### Passage to read
In the case where the operator apparatus 10 is present in the operation region 66B (that is, in the case where the position indicated by the positional information of the operator apparatus 10 is included in the operation region 66B), the processor 32 of the supporter apparatus 12 sets the orientation of the three-dimensional model 48 in such a manner that the face B of the three-dimensional model 48 is displayed on the screen 58 and displays the three-dimensional model 48 on the screen 58. For example, a position B is set within the operation region 66B, and positional information indicating the position B is stored in advance in the memory 30 of the supporter apparatus 12. The processor 32 displays on the screen 58 the three-dimensional model 48 seen from the position B. The position B is a position fixed in the operation region 66B. Even if the operator apparatus 10 moves within the operation region 66B, the processor 32 displays the three-dimensional model 48 on the screen 58 in such a manner that the position B and the orientation of the three-dimensional model 48 are fixed and the face B of the three-dimensional model 48 is displayed on the screen 58.

The same applies to the cases where the operator apparatus 10 are present in the operation regions 66C, 66D, and 66E.

For example, in the case where the operator apparatus 10 is present in the operation region 66A, the processor 32 fixes the position A and the orientation of the three-dimensional model 48 so that the face A of the three-dimensional model 48 is displayed on the screen 58 and displays the three-dimensional model 48 on the screen 58. When the operator apparatus 10 moves from the operation region 66A to the operation region 66B, the processor 32 changes the position from the position A to the position B and fixes the position B and the orientation of the three-dimensional model 48 so that the face B of the three-dimensional model 48 is displayed on the screen 58 and displays the three-dimensional model 48 on the screen 58. The same applies to the case where the operator apparatus 10 moves to another operation region. As described above, display of the three-dimensional model 48 discontinuously changes in accordance with moving of the operator apparatus 10.

As described above, even if the operator apparatus 10 moves within an operation region, the three-dimensional model 48 is displayed on the screen 58 in such a manner that the position and the orientation of the three-dimensional model 48 are fixed. Thus, compared to the case where the position and the orientation of the three-dimensional model 48 changes following the motion of the operator apparatus 10, the supporter is able to easily provide the annotation 60 with respect to the three-dimensional model 48.
######
### Data under study
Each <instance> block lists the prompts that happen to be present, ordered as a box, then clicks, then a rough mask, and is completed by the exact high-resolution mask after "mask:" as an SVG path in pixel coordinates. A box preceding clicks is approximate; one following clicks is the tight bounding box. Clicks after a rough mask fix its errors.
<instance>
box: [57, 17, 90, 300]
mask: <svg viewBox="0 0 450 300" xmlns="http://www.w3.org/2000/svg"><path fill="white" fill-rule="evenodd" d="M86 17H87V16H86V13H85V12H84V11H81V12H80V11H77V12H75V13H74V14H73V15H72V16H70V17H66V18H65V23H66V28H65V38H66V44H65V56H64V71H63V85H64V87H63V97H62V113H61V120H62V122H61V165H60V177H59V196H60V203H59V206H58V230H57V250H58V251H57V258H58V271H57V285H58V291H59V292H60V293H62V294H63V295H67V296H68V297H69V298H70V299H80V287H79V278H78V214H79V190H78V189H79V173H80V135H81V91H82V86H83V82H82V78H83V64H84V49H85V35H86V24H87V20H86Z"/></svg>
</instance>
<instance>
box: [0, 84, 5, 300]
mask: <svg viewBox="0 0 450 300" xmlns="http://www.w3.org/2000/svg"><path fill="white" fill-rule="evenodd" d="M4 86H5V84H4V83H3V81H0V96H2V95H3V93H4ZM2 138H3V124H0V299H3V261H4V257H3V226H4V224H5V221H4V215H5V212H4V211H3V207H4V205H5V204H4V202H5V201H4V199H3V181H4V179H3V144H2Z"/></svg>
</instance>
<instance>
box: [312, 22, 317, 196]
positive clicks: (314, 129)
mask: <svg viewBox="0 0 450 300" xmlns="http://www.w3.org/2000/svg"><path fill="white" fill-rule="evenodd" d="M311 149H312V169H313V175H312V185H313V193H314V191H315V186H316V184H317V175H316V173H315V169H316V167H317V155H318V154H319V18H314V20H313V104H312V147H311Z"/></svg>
######
Brief A » Rewrite the paragraph of the three-dimensional model display passage that begins "For example, in the case where the operator apparatus 10 is present in the operation region 66A" as a list, keeping its main facts.
Brief B » Proceed with the three-dimensional model display passage, picking up after its last sentence.
The data have no role in this work.

Answer space A »
- When the operator apparatus 10 is in the operation region 66A, the processor 32 fixes the position A and the orientation of the three-dimensional model 48 so that face A appears on the screen 58, then displays the model.
- When the operator apparatus 10 moves from the operation region 66A to the operation region 66B, the processor 32 switches from position A to position B. It fixes position B and the model's orientation so that face B appears on the screen 58, then displays the model.
- The same holds when the operator apparatus 10 moves to any other operation region.
- As a result, the display of the three-dimensional model 48 changes discontinuously as the operator apparatus 10 moves.

Answer space B »
The shape and size of each operation region may be set in advance according to the shape, size, type, and the like of the object 38 or may be set by the operator or the supporter. The number of operation regions may be set in advance according to the shape, size, type, and the like of the object 38 or may be set by the operator or the supporter.

Processes according to this exemplary embodiment will be described below with reference to FIGS. 6 to 10.

The flow of a process performed by the operator apparatus 10 will be described with reference to FIG. 6. FIG. 6 is a flowchart illustrating the flow of the process performed by the operator apparatus 10.

The operator apparatus 10 is initialized (S01), and an image (for example, a moving image or a still image) is captured by the photographing device 14 of the operator apparatus 10 (S02). The processor 24 of the operator apparatus 10 encodes the captured image (S03) and transmits the encoded image to the supporter apparatus 12 (S04). In the case where an operation, photographing, or the like in the field 34 is not completed (in S05, No), the process proceeds to step S02. In the case where an operation, photographing, or the like is completed (in S05, Yes), the process of the operator apparatus 10 ends.

The flow of a process performed by the supporter apparatus 12 will be described with reference to FIG. 7. FIG. 7 is a flowchart illustrating the flow of the process performed by the supporter apparatus 12.

The supporter apparatus 12 is initialized (S11), and the supporter apparatus 12 receives the image transmitted from the operator apparatus 10 (S12). The processor 32 of the supporter apparatus 12 decodes the encoded image (S13) and displays the decoded image on the display of the UI 28 (S14). In the case where an operation, photographing, or the like in the field 34 is not completed (in S15, No), the process proceeds to step S12. In the case where an operation, photographing, or the like is completed (in S15, Yes), the process of the supporter apparatus 12 ends.

A process for implementing AR display on the operator apparatus 10 will be described with reference to FIG. 8. FIG. 8 is a flowchart illustrating the flow of a process performed by the operator apparatus 10.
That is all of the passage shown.